[Natural language region descriptions]
········
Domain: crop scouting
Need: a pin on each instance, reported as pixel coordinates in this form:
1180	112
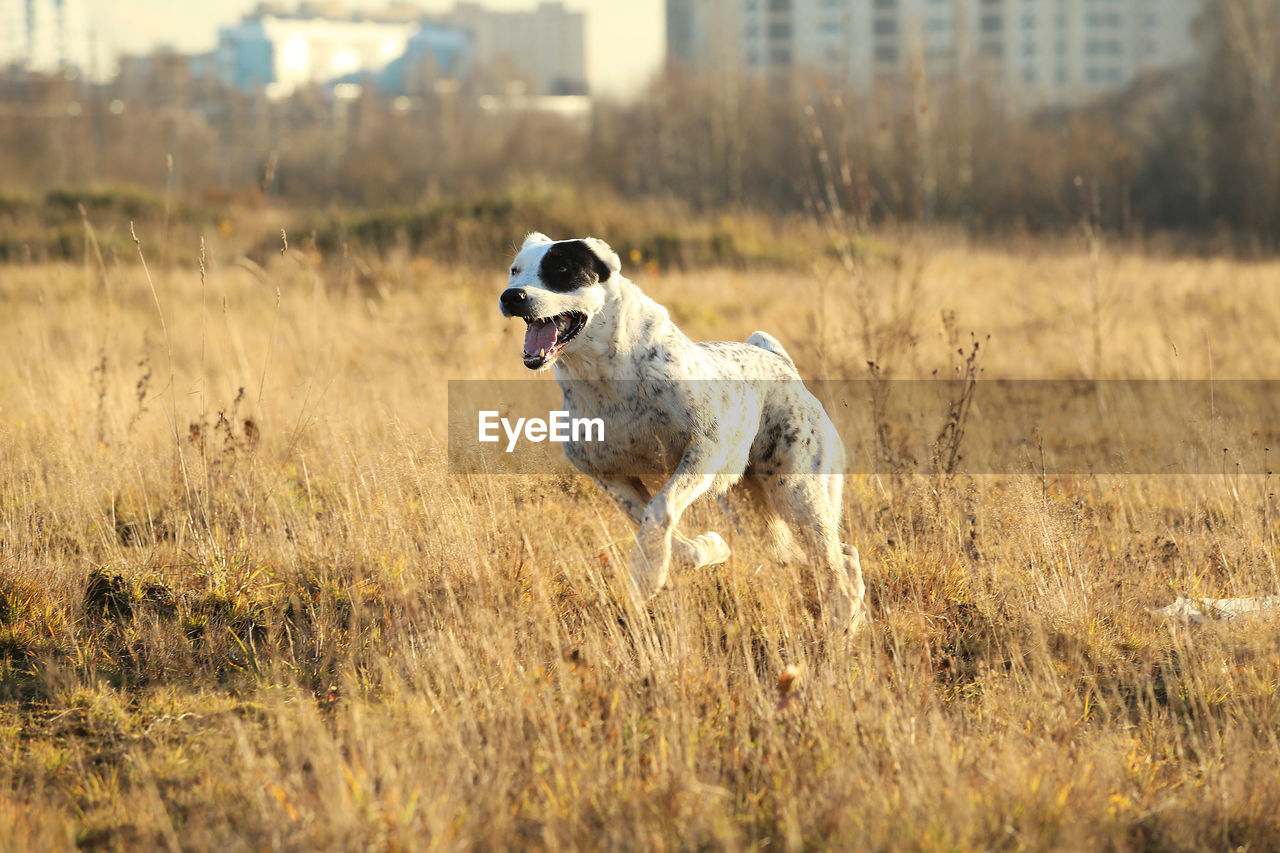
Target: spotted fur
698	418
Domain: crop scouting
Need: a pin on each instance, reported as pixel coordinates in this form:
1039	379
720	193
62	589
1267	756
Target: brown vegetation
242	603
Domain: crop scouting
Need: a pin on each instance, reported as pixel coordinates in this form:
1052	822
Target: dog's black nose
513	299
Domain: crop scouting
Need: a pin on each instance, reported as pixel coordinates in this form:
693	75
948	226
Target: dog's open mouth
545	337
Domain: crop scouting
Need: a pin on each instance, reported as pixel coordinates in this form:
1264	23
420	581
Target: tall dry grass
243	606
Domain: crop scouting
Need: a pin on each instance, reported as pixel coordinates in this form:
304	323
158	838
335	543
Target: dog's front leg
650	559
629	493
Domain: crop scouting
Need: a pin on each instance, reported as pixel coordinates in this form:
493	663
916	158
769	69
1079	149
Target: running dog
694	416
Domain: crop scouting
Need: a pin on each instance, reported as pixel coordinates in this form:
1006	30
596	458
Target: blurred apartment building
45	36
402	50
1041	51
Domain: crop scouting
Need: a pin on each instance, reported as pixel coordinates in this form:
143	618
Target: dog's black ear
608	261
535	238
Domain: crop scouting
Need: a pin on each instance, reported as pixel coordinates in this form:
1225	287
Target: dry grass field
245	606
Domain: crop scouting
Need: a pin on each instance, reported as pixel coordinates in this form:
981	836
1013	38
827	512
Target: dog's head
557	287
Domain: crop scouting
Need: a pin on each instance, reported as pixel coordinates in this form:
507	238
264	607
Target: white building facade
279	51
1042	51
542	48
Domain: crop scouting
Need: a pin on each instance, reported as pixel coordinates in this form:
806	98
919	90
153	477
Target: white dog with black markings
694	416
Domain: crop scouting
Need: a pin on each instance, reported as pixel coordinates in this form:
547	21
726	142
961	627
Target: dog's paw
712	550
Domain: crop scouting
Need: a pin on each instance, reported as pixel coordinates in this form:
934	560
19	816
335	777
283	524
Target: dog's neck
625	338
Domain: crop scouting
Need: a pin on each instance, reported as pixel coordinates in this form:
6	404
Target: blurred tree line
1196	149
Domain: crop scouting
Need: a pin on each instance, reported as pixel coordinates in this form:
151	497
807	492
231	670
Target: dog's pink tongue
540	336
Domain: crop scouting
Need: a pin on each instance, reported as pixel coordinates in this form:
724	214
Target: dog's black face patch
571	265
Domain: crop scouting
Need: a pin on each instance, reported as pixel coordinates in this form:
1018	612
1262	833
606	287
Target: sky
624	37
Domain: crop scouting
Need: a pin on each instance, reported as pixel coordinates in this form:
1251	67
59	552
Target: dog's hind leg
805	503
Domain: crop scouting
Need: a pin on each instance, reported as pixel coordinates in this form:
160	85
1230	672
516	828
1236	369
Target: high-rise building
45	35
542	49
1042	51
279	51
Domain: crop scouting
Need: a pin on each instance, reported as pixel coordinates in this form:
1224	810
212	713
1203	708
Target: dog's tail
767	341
········
Copy out the data verbatim, excluding the pictures.

Answer space:
Domain: crop scouting
Need: a pin on each instance, reported as pixel coordinates in this form:
1180	112
Target: spotted fur
698	418
Domain: crop scouting
Need: a pin on each instance, reported as pixel coordinates in this form:
1039	379
720	193
62	589
1267	756
Target: brown vegetation
242	603
Domain: crop scouting
Need: a pin on each instance, reported as pixel coordinates in this form:
1052	822
Target: dog's black nose
513	299
Domain: crop scouting
Need: a pin on each instance, reported as pixel coordinates in this form:
693	75
948	226
Target: dog's open mouth
545	337
Domain: crop scouting
Need: a pin on each instance, reported as pixel coordinates in this form:
1264	23
420	581
Target: tall dry grass
243	606
Domain: crop scouting
Need: a pin on each instance, reported as pixel coordinates in this form:
304	323
158	838
335	543
Target: dog's front leg
650	559
629	493
Domain: crop scouting
Need: a pin on each instance, reported as pixel coordinates in this form:
493	663
916	158
769	69
1079	149
Target: running dog
694	416
Domain: crop scouting
Need: a pin on each instance, reported as pixel coordinates in this form:
1006	30
596	458
Target: blurred apartment building
45	36
402	50
1041	51
Domain: crop scouting
Need: a pin on each instance, reported as pixel coordinates in this form:
143	618
Target: dog's black ear
608	261
535	238
Domain: crop scouting
Need: a pin on each instance, reported as pixel coordinates in this form:
1225	287
Target: dry grass field
245	606
Domain: crop scouting
Need: a pin on each instance, reported as pixel coordinates in this form:
981	836
1013	38
827	512
Target: dog's head
557	287
Domain: crop scouting
Need: a pin on each instance, reported as pixel coordinates in this form:
507	238
264	607
Target: white building facade
279	51
1042	51
542	48
Domain: crop scouting
Need: a pin on each instance, reported as pixel coordinates in this form:
806	98
919	90
153	477
Target: white dog with black markings
694	416
Domain: crop scouting
Need: a pin on each instance, reported as pixel coordinates in this form:
547	21
726	142
961	627
Target: dog's paw
712	550
Domain: crop scouting
Need: a pin on each instance, reported as pixel coordinates in this form:
934	560
19	816
335	777
283	524
Target: dog's neck
625	338
Domain: crop scouting
Need: a pin on each instance, reported as pixel coordinates in this form:
6	404
Target: blurred tree line
1196	149
Domain: crop scouting
Need: a pin on each instance, reported as pixel coordinates in this form:
151	497
807	492
231	670
Target: dog's pink tongue
540	336
Domain: crop scouting
Need: a pin on each instance, reported as pixel coordinates in this form:
724	214
Target: dog's black face patch
571	265
Domain: crop scouting
Need: a pin on each instance, reported as pixel coordinates in this form:
1018	612
1262	833
606	287
Target: sky
624	37
Domain: crop scouting
Need: a pin on each instance, reported as pixel coordinates in this form:
1251	67
59	552
Target: dog's hind leg
805	503
Domain: crop scouting
Need: a pin on each instance, reported as pixel coordinates in this form:
160	85
1230	672
516	828
1236	369
Target: high-rise building
45	35
542	49
1042	51
279	51
Domain: crop scouting
Need: a pin on each instance, reported as pixel coordinates in this form:
1224	810
212	713
1203	708
Target: dog's tail
767	341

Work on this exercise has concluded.